Atemlos (Originalversion)


Mr. Probz singt sein Nothing Really Matters, Richard Gere hat schon längst Valérie Kaprisky verlassen, Jerry Lee Lewis auf den wippenden Hüften, den Colt in der Hand, Atemlos den Silver Surfer aus der Galaxie entlassen und Galactus zum Trotz darf die Welt einen weiteren Tag ihre müden Bahnen um die Sonne ziehen. Kein „Jesse, ich liebe Dich!“. Kein „México, Baby!“. Kein rosa Pony-Car. Einhörner sucht man an diesem Tag vergebens.

Zu den Zeiten gesellen sich Veränderungen, die sich wechseln, wie bunte Kleider, die man am Abend zuvor zurecht legte, nur um sich am Morgen darauf doch für das dunkle Unauffällige zu entscheiden. Nur nicht aus der Rolle fallen als Lidschminke, der Dreitage-Bart fürs Wochenende fällt der Naßrasur zum Opfer. Die Krawatte gebunden, der Blazer geordnet. Die Gedanken sortiert.

--------------------

ZIEL → Gib den obigen Textauszug „Atemlos (Originalversion)“ vollständig und Wort für Wort wieder.

--------------------

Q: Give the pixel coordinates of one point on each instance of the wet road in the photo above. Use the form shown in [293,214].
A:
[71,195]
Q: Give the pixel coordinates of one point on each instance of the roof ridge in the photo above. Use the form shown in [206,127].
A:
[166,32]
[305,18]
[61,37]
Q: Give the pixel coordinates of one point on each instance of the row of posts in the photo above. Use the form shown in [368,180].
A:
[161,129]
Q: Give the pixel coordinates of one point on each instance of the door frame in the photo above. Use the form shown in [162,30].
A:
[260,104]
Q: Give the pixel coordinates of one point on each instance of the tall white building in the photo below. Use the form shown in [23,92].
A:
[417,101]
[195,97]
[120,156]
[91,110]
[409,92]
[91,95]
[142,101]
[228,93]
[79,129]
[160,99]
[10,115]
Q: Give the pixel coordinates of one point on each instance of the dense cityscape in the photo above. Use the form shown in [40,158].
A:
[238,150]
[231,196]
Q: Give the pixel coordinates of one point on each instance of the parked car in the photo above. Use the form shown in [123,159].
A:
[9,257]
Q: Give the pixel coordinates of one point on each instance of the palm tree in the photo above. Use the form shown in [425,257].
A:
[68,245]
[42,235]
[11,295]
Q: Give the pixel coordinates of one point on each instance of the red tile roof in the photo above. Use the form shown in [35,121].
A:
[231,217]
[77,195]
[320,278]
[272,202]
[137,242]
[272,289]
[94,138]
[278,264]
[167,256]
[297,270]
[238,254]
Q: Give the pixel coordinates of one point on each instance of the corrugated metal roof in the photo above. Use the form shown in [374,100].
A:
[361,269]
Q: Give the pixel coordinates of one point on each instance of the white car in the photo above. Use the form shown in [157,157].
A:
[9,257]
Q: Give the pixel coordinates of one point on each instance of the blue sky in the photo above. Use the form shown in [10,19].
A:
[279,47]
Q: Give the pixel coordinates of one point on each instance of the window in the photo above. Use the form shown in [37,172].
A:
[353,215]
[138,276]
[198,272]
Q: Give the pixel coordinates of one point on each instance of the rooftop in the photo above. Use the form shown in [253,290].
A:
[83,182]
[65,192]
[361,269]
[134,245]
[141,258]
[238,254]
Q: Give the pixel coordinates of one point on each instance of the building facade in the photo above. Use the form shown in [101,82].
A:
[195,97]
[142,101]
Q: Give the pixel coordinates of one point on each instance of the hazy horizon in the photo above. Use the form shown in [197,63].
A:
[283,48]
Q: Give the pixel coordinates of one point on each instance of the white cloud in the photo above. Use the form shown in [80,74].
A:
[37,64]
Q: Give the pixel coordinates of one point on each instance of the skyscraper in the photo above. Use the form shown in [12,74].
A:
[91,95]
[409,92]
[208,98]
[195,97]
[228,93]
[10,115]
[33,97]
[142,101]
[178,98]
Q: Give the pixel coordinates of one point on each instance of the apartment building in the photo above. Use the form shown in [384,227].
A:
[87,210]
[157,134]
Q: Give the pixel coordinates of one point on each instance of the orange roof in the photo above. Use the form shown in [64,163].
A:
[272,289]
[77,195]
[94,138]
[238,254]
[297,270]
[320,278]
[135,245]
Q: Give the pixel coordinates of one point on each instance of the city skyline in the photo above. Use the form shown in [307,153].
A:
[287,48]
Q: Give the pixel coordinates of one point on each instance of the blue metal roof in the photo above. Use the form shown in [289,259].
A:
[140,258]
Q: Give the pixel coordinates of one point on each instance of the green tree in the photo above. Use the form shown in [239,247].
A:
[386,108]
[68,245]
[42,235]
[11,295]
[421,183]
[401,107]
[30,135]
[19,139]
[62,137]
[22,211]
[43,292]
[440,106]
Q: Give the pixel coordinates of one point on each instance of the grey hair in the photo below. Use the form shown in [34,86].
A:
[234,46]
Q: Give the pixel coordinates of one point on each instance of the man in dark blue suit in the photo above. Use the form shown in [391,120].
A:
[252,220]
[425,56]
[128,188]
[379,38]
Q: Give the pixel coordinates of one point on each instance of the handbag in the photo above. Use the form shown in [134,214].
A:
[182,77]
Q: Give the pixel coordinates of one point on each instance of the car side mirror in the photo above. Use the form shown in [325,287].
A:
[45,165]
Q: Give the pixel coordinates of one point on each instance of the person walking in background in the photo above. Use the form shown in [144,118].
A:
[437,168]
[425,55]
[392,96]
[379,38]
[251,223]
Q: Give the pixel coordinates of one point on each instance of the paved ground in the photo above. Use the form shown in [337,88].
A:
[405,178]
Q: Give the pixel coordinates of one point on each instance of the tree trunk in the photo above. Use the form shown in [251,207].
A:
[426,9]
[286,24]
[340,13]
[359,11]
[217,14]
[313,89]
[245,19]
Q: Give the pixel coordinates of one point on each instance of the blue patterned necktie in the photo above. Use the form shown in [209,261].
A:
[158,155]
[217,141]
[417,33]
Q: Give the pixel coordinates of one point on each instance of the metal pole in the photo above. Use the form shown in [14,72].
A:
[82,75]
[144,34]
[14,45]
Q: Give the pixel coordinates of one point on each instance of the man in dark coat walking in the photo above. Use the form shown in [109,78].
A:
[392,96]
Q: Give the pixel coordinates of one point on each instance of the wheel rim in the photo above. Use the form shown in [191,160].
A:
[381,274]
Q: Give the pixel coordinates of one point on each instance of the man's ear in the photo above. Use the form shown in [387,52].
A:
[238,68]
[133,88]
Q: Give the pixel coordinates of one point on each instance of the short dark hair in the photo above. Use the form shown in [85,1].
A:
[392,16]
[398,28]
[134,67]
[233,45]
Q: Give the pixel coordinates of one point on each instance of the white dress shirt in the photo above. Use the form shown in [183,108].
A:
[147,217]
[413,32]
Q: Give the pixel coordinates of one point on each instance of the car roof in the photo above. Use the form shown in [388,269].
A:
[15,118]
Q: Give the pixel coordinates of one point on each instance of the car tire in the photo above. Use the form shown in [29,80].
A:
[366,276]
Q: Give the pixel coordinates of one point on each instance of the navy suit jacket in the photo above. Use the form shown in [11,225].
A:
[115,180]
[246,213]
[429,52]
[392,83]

--------------------

LÖSUNG →
Atemlos (Originalversion)


Mr. Probz singt sein Nothing Really Matters, Richard Gere hat schon längst Valérie Kaprisky verlassen, Jerry Lee Lewis auf den wippenden Hüften, den Colt in der Hand, Atemlos den Silver Surfer aus der Galaxie entlassen und Galactus zum Trotz darf die Welt einen weiteren Tag ihre müden Bahnen um die Sonne ziehen. Kein „Jesse, ich liebe Dich!“. Kein „México, Baby!“. Kein rosa Pony-Car. Einhörner sucht man an diesem Tag vergebens.

Zu den Zeiten gesellen sich Veränderungen, die sich wechseln, wie bunte Kleider, die man am Abend zuvor zurecht legte, nur um sich am Morgen darauf doch für das dunkle Unauffällige zu entscheiden. Nur nicht aus der Rolle fallen als Lidschminke, der Dreitage-Bart fürs Wochenende fällt der Naßrasur zum Opfer. Die Krawatte gebunden, der Blazer geordnet. Die Gedanken sortiert.